(Collected data)
*****

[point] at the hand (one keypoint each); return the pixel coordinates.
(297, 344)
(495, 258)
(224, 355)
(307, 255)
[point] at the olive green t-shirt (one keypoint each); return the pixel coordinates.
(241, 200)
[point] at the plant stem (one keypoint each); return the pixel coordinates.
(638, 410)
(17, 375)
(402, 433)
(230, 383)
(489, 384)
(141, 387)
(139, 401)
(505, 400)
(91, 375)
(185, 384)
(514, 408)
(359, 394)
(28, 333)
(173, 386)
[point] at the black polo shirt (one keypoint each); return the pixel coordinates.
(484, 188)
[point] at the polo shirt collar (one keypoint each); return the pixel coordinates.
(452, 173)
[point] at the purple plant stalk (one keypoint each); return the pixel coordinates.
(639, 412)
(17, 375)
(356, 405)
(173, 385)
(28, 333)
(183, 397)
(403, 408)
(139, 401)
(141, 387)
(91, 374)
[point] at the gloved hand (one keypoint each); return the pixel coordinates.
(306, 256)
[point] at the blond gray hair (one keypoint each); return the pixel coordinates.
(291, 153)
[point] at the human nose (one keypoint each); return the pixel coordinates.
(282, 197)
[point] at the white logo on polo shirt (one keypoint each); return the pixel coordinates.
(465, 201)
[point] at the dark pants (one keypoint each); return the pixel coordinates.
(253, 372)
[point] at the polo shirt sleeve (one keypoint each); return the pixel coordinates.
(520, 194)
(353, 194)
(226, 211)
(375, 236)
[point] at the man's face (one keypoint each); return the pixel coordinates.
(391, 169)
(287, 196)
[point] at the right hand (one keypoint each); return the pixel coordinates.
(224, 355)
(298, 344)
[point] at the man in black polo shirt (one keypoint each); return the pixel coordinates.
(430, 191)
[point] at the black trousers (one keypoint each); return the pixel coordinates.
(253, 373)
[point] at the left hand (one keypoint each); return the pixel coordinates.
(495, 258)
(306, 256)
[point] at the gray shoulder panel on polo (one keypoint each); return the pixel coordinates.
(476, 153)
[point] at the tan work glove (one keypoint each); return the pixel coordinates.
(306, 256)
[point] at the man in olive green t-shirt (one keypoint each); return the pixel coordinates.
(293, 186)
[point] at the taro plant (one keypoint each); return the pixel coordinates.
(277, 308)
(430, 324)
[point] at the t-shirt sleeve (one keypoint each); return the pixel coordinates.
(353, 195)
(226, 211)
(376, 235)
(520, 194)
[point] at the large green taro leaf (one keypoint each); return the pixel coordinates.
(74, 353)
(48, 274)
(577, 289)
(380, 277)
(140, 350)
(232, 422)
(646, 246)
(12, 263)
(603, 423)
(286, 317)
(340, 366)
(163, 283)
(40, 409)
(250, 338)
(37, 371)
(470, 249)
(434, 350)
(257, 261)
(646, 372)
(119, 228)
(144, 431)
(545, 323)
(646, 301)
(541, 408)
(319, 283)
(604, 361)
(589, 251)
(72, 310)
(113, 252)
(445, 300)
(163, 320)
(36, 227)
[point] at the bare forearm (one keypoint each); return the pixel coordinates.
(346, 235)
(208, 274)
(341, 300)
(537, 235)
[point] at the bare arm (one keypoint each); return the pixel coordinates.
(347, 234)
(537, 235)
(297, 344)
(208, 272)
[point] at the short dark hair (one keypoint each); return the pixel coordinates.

*****

◆ **GOAL OF THE EXERCISE**:
Set down all of the entries again, keeping every line exactly as it is.

◆ **TASK RESPONSE**:
[point] at the hand (one keypoint each); return the pixel coordinates.
(297, 344)
(495, 258)
(224, 355)
(307, 255)
[point] at the olive green t-shirt (one keypoint each); return the pixel coordinates.
(241, 200)
[point] at the plant stem (one keypoint each); return the pixel coordinates.
(638, 410)
(17, 375)
(402, 433)
(230, 383)
(489, 384)
(141, 387)
(139, 401)
(505, 400)
(91, 375)
(185, 384)
(514, 408)
(359, 394)
(28, 333)
(173, 386)
[point] at the black polo shirt (one keypoint each); return the pixel coordinates.
(484, 188)
[point] at the polo shirt collar (one keypoint each); return the pixel coordinates.
(452, 173)
[point] at the purple plant stalk (one keypoint each); return the pixel coordinates.
(639, 412)
(17, 375)
(356, 405)
(173, 385)
(28, 333)
(183, 397)
(403, 408)
(139, 401)
(141, 387)
(91, 374)
[point] at the gloved hand (one keypoint each); return the pixel coordinates.
(306, 256)
[point] at the blond gray hair (one keypoint each); return the pixel coordinates.
(291, 153)
[point] at the human nose (one keypoint each); return the pixel coordinates.
(282, 197)
[point] at the white logo on polo shirt (one keypoint each); return the pixel coordinates.
(465, 201)
[point] at the dark pants (one keypoint each); return the pixel coordinates.
(253, 372)
[point] at the polo shirt sleeve (one keypoint each); return the pixel coordinates.
(520, 194)
(353, 194)
(226, 211)
(375, 236)
[point] at the man's face (one keypoint each); return the pixel coordinates.
(391, 169)
(287, 196)
[point] at the right hand (one keypoint each); return the pixel coordinates.
(224, 355)
(298, 344)
[point] at the man in black polo shirt (one keypoint each); return the pixel coordinates.
(430, 191)
[point] at the black trousers (one keypoint each); return the pixel coordinates.
(253, 373)
[point] at the left hand (one keypoint each); return the pixel coordinates.
(495, 258)
(306, 256)
[point] at the gray shoulder panel on polo (one keypoint each); return the pixel coordinates.
(476, 153)
[point] at the tan work glove (one keypoint each); return the pixel coordinates.
(306, 256)
[point] at the man in olive green t-shirt (one keypoint each); return the pixel coordinates.
(293, 186)
[point] at the taro plant (one keypoint each); return the pixel coordinates.
(277, 308)
(430, 324)
[point] at the t-shirt sleeve (one keypoint each); return the pixel coordinates.
(353, 195)
(226, 211)
(376, 235)
(520, 194)
[point] at the large green taro leaf (one keypoint each); return the pixel coordinates.
(74, 353)
(48, 274)
(577, 289)
(380, 277)
(140, 350)
(232, 422)
(646, 246)
(12, 263)
(603, 423)
(286, 317)
(340, 366)
(163, 283)
(40, 409)
(250, 338)
(37, 371)
(470, 249)
(434, 350)
(257, 261)
(646, 372)
(119, 228)
(144, 431)
(545, 323)
(646, 301)
(541, 408)
(319, 283)
(604, 361)
(589, 251)
(72, 310)
(113, 252)
(445, 300)
(163, 320)
(36, 227)
[point] at the bare forearm (one keypoint each); return the pixel coordinates.
(346, 235)
(208, 274)
(341, 300)
(537, 235)
[point] at the bare arm (one keypoint each); return the pixel coordinates.
(347, 234)
(537, 235)
(297, 344)
(208, 272)
[point] at the short dark hair (one keypoint each); return the pixel coordinates.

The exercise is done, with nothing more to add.